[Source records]
_____

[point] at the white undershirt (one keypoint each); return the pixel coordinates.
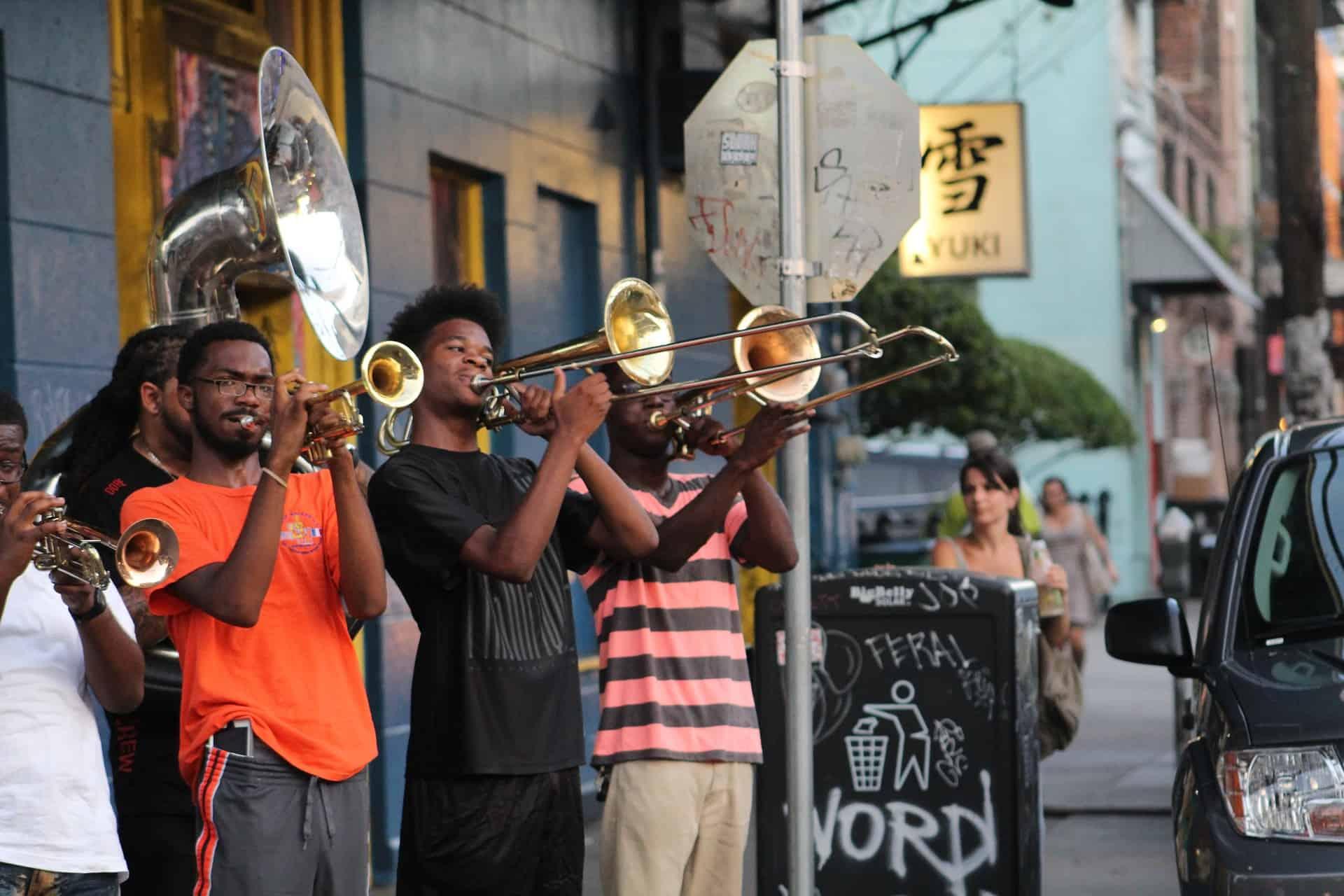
(55, 811)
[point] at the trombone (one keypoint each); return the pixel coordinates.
(146, 554)
(390, 374)
(776, 388)
(638, 336)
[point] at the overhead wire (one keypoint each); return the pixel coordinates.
(1009, 30)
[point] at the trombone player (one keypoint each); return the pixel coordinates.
(276, 729)
(57, 828)
(480, 545)
(678, 731)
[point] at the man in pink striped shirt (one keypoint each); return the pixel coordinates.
(679, 729)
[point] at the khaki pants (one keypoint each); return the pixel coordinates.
(675, 828)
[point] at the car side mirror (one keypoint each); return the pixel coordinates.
(1151, 631)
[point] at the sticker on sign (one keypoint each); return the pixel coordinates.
(815, 643)
(738, 148)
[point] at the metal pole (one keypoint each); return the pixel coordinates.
(793, 461)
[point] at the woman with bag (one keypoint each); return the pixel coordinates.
(996, 546)
(1078, 546)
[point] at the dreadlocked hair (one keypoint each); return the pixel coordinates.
(106, 422)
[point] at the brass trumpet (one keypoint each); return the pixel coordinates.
(390, 374)
(777, 390)
(146, 552)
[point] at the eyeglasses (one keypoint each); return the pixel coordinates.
(13, 472)
(235, 388)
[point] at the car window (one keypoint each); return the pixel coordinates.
(1296, 564)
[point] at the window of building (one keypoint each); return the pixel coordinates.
(1210, 202)
(1191, 188)
(1170, 169)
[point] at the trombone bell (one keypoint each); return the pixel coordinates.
(755, 352)
(390, 374)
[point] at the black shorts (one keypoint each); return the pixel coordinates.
(496, 834)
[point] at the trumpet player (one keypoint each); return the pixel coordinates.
(480, 545)
(57, 654)
(136, 434)
(678, 731)
(276, 729)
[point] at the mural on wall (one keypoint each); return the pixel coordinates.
(214, 115)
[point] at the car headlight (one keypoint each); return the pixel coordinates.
(1294, 793)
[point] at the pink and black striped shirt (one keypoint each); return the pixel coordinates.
(672, 664)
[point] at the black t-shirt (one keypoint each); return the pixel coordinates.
(143, 748)
(496, 687)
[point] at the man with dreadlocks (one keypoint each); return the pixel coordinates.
(136, 434)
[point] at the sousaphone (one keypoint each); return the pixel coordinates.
(284, 219)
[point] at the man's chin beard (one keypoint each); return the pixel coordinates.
(226, 448)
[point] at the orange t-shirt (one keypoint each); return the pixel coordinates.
(295, 673)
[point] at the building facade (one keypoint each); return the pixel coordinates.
(500, 144)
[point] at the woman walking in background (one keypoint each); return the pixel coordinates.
(997, 547)
(1078, 546)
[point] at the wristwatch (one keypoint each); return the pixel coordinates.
(100, 603)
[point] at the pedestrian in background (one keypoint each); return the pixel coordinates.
(996, 546)
(953, 520)
(1078, 546)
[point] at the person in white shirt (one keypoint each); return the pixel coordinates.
(61, 647)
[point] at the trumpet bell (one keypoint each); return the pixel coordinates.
(147, 554)
(635, 317)
(778, 347)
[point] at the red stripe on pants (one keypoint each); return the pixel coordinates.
(206, 805)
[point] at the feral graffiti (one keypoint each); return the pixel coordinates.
(951, 739)
(921, 649)
(979, 687)
(956, 846)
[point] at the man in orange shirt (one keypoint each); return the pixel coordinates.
(276, 729)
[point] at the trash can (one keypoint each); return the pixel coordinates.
(925, 754)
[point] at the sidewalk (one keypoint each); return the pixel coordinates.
(1108, 797)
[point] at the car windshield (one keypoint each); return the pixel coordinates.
(1297, 558)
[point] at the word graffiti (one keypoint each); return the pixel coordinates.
(924, 649)
(955, 846)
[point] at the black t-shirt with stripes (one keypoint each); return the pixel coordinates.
(495, 688)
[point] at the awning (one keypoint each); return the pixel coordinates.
(1167, 253)
(1270, 279)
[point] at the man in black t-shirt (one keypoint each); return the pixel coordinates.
(132, 435)
(480, 545)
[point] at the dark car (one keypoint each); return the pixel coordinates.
(1259, 798)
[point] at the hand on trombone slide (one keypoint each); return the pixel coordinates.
(578, 412)
(764, 435)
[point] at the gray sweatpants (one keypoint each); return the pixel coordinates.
(264, 827)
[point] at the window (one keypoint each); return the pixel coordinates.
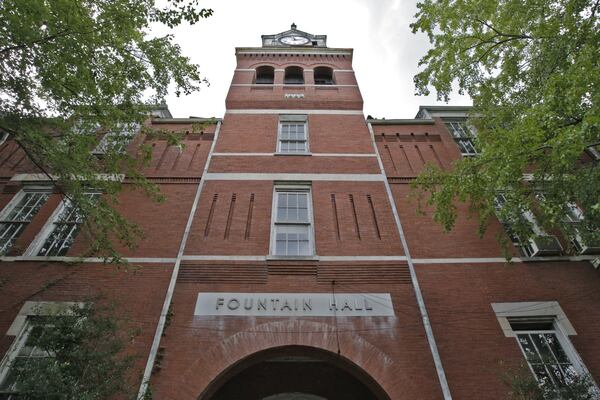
(543, 351)
(32, 322)
(293, 134)
(294, 76)
(17, 215)
(292, 222)
(323, 76)
(463, 136)
(116, 140)
(584, 242)
(25, 350)
(265, 75)
(540, 244)
(541, 330)
(58, 235)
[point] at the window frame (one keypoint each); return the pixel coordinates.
(49, 227)
(296, 119)
(292, 187)
(127, 131)
(320, 69)
(22, 326)
(14, 202)
(262, 68)
(471, 134)
(290, 68)
(528, 248)
(546, 310)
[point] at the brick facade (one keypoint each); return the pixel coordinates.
(359, 175)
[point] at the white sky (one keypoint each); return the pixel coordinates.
(386, 52)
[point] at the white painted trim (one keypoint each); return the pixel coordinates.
(283, 70)
(193, 257)
(474, 260)
(295, 52)
(171, 289)
(200, 257)
(223, 257)
(41, 308)
(284, 84)
(285, 111)
(39, 239)
(278, 154)
(142, 260)
(235, 176)
(504, 311)
(437, 360)
(52, 177)
(290, 187)
(362, 258)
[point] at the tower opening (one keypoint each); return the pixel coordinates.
(294, 76)
(294, 373)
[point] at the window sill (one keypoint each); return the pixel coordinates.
(293, 154)
(273, 257)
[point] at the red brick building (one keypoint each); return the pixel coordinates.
(289, 262)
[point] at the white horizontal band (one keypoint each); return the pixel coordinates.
(287, 84)
(286, 111)
(145, 260)
(250, 176)
(292, 154)
(282, 69)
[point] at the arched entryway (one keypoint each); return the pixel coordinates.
(294, 373)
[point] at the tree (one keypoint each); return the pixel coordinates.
(71, 70)
(78, 356)
(532, 70)
(522, 385)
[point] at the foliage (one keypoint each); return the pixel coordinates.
(84, 359)
(72, 70)
(522, 385)
(532, 70)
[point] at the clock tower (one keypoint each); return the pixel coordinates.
(294, 38)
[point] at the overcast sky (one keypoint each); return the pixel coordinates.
(386, 53)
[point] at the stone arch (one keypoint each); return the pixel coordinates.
(366, 363)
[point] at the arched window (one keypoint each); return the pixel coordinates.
(323, 76)
(294, 76)
(265, 75)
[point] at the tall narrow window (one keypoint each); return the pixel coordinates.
(265, 75)
(539, 244)
(17, 215)
(584, 241)
(293, 134)
(294, 76)
(116, 140)
(463, 136)
(323, 76)
(63, 229)
(25, 350)
(542, 331)
(292, 222)
(544, 352)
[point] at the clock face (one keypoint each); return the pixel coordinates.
(294, 40)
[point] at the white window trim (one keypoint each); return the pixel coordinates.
(531, 309)
(40, 238)
(292, 187)
(471, 130)
(19, 196)
(562, 326)
(21, 328)
(298, 119)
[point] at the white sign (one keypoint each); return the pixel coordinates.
(295, 304)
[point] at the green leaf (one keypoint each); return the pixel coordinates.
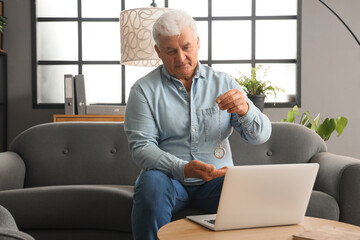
(310, 121)
(326, 128)
(341, 123)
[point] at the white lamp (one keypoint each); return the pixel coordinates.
(137, 44)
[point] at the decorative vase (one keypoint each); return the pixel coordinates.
(258, 101)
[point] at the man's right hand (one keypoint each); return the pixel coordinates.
(200, 170)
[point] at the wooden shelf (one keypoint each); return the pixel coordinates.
(88, 118)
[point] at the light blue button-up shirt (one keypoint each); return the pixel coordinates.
(167, 127)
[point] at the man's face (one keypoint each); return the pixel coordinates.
(179, 54)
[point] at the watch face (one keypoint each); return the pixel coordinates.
(219, 152)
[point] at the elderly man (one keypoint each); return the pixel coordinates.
(178, 120)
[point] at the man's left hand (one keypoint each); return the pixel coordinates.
(233, 101)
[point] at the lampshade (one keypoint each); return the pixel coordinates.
(137, 44)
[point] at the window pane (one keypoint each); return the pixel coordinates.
(202, 27)
(276, 7)
(234, 70)
(56, 8)
(281, 75)
(134, 73)
(50, 82)
(231, 40)
(101, 41)
(276, 39)
(102, 83)
(141, 4)
(107, 8)
(197, 8)
(57, 41)
(238, 7)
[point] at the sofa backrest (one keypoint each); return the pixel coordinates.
(76, 153)
(289, 143)
(98, 153)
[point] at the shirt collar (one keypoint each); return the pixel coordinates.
(199, 72)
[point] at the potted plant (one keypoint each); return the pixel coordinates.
(322, 127)
(256, 88)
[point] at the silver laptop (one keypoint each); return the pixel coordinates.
(262, 196)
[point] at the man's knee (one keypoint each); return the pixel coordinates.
(154, 185)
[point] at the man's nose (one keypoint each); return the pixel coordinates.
(181, 56)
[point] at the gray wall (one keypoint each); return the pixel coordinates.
(330, 69)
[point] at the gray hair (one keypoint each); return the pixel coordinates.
(172, 23)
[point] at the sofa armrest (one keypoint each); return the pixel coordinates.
(339, 176)
(12, 171)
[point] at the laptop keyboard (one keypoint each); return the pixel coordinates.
(211, 221)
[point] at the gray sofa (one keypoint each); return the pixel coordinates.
(75, 180)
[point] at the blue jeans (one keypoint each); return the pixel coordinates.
(157, 197)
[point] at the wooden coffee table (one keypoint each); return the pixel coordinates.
(186, 229)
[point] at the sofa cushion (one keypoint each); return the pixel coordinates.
(71, 153)
(289, 143)
(322, 205)
(71, 207)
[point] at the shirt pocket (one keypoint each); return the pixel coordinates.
(210, 119)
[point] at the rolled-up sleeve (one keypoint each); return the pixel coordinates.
(254, 126)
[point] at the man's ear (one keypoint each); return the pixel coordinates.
(157, 50)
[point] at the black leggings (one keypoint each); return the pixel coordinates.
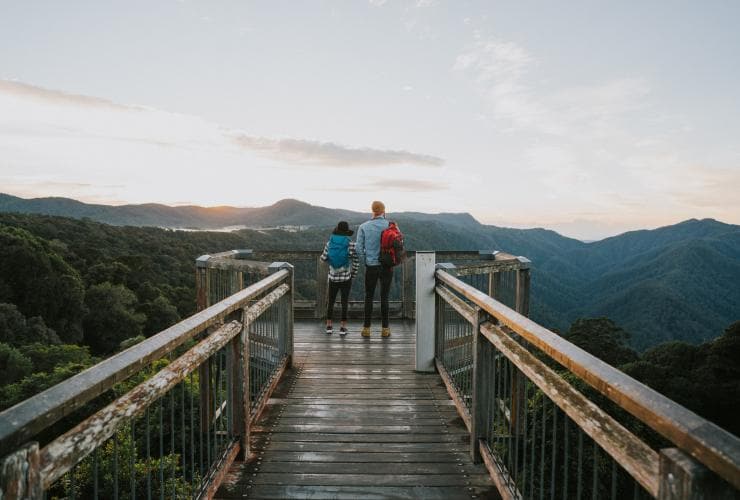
(334, 288)
(372, 275)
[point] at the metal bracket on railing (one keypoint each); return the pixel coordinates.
(445, 266)
(488, 254)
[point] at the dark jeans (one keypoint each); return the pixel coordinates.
(334, 288)
(372, 275)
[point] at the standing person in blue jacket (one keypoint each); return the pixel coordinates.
(368, 246)
(340, 252)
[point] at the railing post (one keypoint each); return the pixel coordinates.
(493, 277)
(234, 363)
(683, 478)
(201, 282)
(439, 314)
(407, 293)
(286, 340)
(425, 301)
(19, 474)
(322, 287)
(479, 404)
(246, 401)
(522, 288)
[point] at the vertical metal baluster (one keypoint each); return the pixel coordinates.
(566, 464)
(132, 462)
(73, 483)
(200, 433)
(554, 448)
(192, 436)
(534, 439)
(542, 451)
(183, 429)
(614, 479)
(208, 420)
(115, 465)
(493, 403)
(490, 352)
(524, 437)
(580, 465)
(148, 459)
(161, 449)
(595, 491)
(172, 439)
(95, 474)
(517, 377)
(506, 397)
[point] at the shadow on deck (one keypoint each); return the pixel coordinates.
(352, 419)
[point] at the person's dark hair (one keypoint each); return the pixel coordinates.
(343, 229)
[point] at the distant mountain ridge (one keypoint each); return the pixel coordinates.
(283, 213)
(679, 282)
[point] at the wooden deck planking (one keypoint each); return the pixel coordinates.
(352, 419)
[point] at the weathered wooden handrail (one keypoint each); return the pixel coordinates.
(229, 399)
(60, 455)
(714, 447)
(26, 419)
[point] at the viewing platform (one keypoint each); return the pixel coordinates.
(352, 419)
(468, 398)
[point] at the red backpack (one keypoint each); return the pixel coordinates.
(391, 246)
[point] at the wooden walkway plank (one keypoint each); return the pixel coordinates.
(352, 419)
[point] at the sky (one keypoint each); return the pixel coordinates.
(587, 117)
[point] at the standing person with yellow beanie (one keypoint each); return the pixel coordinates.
(368, 248)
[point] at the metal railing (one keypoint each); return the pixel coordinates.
(542, 413)
(219, 275)
(164, 418)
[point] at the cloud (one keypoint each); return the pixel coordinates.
(24, 90)
(502, 71)
(330, 154)
(396, 185)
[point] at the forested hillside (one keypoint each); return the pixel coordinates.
(75, 291)
(679, 282)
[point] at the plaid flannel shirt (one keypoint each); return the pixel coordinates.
(346, 273)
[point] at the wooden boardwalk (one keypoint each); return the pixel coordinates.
(352, 419)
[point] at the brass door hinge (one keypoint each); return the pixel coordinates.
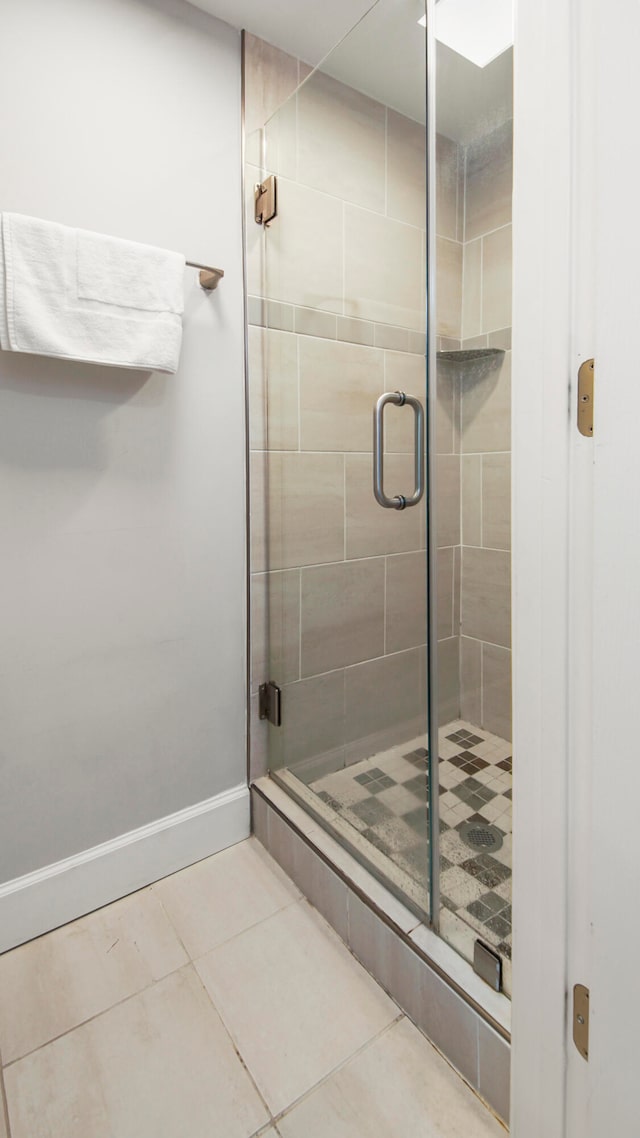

_____

> [TASK]
Starting at the line that contains "[point] at the plaid", output every line through the end of the data, both ends included, and nothing else; pictures stay out.

> [ANSWER TO THIS EXERCISE]
[point] at the plaid flannel shirt (one keypoint each); return the pixel coordinates.
(346, 273)
[point] at the wooden boardwalk (one keypoint each); return the pixel coordinates.
(352, 419)
[point] at the brass door hinge (one keypoint each); return the pixel coordinates.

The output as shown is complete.